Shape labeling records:

+ + + + + + +

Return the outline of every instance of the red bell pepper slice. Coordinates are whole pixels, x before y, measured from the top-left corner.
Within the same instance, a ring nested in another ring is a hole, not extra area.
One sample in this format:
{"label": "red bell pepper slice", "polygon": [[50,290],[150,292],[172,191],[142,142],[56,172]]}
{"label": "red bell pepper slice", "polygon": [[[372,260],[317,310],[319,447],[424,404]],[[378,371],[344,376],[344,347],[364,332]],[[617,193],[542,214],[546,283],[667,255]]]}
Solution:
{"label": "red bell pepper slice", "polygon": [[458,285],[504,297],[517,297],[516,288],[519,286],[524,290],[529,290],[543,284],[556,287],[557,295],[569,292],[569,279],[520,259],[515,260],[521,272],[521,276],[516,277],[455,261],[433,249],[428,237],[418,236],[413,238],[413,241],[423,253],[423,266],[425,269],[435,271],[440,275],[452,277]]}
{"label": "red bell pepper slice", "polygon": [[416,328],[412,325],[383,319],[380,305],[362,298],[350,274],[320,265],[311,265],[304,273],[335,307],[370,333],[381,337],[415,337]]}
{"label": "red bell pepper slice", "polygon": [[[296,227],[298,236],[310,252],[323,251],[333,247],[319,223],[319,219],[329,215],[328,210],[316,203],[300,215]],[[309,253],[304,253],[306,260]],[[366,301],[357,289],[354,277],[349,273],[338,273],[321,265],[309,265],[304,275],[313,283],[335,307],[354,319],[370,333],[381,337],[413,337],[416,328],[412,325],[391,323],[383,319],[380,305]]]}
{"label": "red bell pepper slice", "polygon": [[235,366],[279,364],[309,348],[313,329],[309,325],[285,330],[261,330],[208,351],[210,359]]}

+ + + + + + +

Retype all of the data shown above, word for word.

Return the outline of every instance of the red bell pepper slice. Coordinates are whole pixels, x before y, measured from the top-left corner.
Within the same instance, a ring nested in another ring is a hole, not extra area.
One sample in this format:
{"label": "red bell pepper slice", "polygon": [[50,290],[150,292],[172,191],[142,142],[56,172]]}
{"label": "red bell pepper slice", "polygon": [[[372,260],[317,310],[319,447],[424,404]],[[378,371],[344,376],[344,347],[364,332]],[[617,193],[542,214],[546,283],[667,255]]]}
Solution:
{"label": "red bell pepper slice", "polygon": [[458,285],[504,297],[517,297],[516,288],[519,286],[524,290],[529,290],[543,284],[556,287],[557,295],[569,292],[569,279],[520,259],[515,260],[521,272],[521,276],[516,277],[455,261],[433,249],[428,237],[418,236],[413,238],[413,241],[423,253],[423,266],[425,269],[435,271],[440,275],[452,277]]}
{"label": "red bell pepper slice", "polygon": [[416,328],[412,325],[383,319],[380,305],[362,298],[350,274],[320,265],[311,265],[304,273],[335,307],[370,333],[381,337],[415,337]]}
{"label": "red bell pepper slice", "polygon": [[[296,227],[298,236],[310,252],[323,251],[333,247],[319,223],[319,219],[329,215],[328,210],[316,203],[300,215]],[[309,253],[304,253],[306,260]],[[366,301],[357,289],[354,277],[349,273],[338,273],[321,265],[309,265],[304,275],[313,283],[335,307],[354,319],[370,333],[381,337],[413,337],[416,328],[412,325],[391,323],[383,319],[380,305]]]}
{"label": "red bell pepper slice", "polygon": [[235,366],[279,364],[309,348],[313,329],[309,325],[285,330],[261,330],[208,351],[210,359]]}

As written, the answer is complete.